STATED GOAL: Write out exactly, with no other output, the lines below from the one that contains "Where can you find the girl's bare" through the end.

==== DATASET RECORDS ====

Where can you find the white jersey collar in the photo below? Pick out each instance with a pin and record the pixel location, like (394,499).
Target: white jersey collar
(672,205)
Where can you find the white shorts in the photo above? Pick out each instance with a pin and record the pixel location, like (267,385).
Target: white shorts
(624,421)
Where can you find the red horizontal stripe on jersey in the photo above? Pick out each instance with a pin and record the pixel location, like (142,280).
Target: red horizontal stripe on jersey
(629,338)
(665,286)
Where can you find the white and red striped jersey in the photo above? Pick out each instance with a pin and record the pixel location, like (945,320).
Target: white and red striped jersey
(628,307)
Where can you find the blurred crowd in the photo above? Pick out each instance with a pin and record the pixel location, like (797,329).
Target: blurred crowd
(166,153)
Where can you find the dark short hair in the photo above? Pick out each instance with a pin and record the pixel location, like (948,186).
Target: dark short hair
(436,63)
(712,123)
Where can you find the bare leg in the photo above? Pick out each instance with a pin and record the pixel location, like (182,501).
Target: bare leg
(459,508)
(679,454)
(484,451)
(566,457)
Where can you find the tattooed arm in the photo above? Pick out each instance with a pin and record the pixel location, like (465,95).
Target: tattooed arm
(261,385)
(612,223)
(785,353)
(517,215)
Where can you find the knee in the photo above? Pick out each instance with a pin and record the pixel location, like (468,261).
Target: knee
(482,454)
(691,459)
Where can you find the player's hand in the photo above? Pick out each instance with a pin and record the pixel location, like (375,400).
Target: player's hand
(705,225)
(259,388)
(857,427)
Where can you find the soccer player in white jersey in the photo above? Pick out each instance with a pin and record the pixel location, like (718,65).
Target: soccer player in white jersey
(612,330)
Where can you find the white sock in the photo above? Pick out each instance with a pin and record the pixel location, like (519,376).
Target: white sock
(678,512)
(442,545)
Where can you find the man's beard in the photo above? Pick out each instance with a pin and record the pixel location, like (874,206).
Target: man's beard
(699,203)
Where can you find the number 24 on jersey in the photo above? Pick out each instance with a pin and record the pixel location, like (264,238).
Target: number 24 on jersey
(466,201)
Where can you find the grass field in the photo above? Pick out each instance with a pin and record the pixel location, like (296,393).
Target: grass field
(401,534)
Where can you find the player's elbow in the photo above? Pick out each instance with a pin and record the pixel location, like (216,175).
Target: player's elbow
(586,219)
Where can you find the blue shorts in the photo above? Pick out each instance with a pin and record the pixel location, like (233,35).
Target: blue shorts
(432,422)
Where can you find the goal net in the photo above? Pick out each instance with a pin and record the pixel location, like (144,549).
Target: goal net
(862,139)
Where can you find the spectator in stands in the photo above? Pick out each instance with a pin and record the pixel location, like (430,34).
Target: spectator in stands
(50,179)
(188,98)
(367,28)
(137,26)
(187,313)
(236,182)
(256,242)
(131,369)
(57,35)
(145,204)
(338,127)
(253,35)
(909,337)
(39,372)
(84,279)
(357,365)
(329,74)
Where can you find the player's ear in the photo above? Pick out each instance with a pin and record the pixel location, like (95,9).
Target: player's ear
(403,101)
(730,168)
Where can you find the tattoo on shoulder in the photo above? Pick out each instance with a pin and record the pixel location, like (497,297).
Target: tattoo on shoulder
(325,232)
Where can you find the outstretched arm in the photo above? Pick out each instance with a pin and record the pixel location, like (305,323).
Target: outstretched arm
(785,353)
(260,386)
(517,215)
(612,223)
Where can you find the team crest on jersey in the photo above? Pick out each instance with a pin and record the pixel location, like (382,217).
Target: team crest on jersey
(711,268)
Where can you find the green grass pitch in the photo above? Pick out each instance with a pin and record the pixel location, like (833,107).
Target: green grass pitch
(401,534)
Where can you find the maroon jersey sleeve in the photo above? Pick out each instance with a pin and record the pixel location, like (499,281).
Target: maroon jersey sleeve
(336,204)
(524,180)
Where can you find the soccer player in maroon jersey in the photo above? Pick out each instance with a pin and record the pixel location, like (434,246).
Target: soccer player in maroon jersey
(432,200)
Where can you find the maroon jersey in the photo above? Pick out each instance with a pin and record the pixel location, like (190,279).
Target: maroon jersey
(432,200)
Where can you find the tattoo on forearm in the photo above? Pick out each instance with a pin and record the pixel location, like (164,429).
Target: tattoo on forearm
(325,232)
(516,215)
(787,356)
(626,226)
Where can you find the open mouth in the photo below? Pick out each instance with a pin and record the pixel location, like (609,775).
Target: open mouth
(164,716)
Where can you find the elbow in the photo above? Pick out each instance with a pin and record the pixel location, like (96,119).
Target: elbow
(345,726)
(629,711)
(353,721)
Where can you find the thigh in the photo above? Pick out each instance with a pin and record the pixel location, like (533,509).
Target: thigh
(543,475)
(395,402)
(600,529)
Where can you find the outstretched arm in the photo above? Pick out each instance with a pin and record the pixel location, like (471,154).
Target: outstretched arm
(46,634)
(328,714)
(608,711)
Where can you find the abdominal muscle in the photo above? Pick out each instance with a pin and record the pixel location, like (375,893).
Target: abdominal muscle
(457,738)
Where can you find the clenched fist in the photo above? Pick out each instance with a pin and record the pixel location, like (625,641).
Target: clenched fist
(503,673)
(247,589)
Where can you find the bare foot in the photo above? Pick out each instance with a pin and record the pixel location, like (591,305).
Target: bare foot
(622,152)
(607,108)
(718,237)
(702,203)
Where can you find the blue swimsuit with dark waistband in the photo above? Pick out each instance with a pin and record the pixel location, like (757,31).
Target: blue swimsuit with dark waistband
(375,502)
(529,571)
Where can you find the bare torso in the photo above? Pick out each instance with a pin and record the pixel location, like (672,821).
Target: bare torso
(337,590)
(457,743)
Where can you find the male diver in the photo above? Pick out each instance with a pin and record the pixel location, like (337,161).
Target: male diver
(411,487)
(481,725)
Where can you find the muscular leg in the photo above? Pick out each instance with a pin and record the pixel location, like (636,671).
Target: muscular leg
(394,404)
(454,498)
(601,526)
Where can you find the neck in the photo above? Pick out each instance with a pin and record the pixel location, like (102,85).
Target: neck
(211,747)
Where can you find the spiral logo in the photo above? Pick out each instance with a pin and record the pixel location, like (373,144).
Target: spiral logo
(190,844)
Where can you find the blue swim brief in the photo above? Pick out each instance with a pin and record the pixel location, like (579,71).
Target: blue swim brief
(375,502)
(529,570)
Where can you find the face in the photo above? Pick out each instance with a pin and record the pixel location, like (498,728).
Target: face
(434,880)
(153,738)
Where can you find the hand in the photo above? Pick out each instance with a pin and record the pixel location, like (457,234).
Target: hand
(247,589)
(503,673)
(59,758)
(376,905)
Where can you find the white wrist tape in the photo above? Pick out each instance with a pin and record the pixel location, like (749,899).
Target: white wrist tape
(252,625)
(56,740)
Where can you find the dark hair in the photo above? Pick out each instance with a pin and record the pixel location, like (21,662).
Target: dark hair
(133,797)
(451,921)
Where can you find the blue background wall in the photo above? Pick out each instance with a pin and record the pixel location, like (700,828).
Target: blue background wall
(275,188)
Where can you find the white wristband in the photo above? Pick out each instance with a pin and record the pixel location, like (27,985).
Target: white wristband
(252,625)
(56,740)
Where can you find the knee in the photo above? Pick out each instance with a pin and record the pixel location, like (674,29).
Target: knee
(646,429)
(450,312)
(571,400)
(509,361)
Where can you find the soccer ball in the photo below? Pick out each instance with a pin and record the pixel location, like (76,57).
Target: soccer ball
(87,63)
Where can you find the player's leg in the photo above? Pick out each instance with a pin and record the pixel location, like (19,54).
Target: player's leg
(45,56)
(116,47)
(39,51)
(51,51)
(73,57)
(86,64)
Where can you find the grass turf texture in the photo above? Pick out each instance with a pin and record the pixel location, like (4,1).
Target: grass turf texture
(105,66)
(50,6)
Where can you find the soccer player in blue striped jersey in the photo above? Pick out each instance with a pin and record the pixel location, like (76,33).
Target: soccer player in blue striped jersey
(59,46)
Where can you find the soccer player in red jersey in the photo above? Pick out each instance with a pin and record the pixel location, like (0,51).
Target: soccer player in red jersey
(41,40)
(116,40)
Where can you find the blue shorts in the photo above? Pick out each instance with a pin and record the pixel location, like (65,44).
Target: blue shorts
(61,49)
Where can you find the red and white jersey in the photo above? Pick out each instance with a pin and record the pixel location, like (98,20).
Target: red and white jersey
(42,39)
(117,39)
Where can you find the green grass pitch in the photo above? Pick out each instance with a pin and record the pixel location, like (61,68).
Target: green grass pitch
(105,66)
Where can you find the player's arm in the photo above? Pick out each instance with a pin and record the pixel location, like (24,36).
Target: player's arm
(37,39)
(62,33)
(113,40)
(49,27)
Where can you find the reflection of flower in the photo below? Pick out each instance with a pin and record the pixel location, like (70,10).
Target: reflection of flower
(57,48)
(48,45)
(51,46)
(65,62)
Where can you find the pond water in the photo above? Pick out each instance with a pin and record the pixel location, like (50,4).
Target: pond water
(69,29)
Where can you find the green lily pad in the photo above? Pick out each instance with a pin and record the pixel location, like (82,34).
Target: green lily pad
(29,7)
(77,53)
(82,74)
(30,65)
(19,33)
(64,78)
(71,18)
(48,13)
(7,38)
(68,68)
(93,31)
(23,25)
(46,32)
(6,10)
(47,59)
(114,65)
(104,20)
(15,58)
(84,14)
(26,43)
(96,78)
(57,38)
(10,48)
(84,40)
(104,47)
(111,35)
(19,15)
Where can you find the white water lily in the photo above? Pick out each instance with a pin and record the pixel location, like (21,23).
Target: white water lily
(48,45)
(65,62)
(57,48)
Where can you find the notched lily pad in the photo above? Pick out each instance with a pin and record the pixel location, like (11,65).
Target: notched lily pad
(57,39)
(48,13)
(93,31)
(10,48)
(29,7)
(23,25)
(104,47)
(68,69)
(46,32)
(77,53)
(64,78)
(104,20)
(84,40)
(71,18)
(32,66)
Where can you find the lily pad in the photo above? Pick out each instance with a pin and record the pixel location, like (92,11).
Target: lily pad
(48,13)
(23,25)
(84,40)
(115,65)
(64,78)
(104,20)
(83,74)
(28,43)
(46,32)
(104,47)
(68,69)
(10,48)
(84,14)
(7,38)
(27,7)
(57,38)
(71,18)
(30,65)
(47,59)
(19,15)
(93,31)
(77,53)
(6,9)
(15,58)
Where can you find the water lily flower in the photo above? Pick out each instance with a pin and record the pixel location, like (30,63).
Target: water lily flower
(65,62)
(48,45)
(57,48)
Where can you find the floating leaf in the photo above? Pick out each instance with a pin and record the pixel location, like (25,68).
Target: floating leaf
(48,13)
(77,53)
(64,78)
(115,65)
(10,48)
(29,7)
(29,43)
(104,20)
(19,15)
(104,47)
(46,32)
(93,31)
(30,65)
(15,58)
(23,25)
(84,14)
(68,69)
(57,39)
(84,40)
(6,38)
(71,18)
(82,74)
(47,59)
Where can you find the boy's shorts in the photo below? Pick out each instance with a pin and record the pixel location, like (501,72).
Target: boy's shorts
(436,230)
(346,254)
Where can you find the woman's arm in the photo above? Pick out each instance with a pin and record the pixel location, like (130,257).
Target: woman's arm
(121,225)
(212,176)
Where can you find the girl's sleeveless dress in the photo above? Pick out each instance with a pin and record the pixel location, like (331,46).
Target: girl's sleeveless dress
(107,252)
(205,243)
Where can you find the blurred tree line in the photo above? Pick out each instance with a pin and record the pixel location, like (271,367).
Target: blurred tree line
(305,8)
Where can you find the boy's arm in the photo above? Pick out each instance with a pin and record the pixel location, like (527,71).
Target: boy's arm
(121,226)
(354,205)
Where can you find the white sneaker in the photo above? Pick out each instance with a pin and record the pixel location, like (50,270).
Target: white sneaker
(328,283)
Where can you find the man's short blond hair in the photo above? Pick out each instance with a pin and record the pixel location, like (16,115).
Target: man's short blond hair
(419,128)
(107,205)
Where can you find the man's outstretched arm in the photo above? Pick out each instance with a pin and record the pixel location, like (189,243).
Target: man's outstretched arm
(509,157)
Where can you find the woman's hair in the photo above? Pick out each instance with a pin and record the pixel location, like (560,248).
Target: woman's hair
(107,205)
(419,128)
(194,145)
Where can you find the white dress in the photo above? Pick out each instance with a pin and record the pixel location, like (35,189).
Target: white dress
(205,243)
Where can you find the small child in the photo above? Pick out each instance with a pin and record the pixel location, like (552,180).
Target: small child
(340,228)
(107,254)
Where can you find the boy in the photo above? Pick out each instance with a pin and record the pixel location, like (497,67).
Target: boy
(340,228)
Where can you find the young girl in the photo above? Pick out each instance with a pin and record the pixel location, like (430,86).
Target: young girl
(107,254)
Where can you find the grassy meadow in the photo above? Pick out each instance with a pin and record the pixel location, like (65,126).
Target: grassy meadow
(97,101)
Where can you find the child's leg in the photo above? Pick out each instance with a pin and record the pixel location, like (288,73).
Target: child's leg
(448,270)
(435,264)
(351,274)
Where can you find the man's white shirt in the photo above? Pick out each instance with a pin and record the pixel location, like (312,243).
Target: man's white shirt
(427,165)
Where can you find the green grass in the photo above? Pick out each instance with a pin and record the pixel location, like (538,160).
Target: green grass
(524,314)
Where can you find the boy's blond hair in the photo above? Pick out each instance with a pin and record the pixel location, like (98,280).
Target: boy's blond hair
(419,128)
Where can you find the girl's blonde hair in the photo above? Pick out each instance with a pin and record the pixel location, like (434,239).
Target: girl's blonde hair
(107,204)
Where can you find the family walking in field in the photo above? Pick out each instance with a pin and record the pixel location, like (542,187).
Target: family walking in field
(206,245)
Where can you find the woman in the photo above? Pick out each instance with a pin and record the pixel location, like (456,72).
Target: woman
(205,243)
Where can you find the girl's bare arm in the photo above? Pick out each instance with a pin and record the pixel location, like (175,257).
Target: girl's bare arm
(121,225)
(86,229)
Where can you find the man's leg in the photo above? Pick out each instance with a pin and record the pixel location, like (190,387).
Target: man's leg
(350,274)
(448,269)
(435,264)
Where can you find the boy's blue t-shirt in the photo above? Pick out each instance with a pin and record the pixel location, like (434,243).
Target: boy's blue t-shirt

====

ANSWER TO THIS TASK:
Where can you find the girl's bare arm in the photo above? Pick out each instance with a pin and record the pixel location, like (175,257).
Target: girl's bare arm
(121,225)
(86,229)
Where can you find the man's leg in the photo above? Pick out each instance with a pin and record the pixel location, like (190,387).
Target: man's leg
(350,274)
(448,269)
(435,264)
Where can you find the boy's blue t-shirt in the photo above? Pick out each instance with a pin and record the pixel location, like (434,243).
Target: boy's blue t-shirt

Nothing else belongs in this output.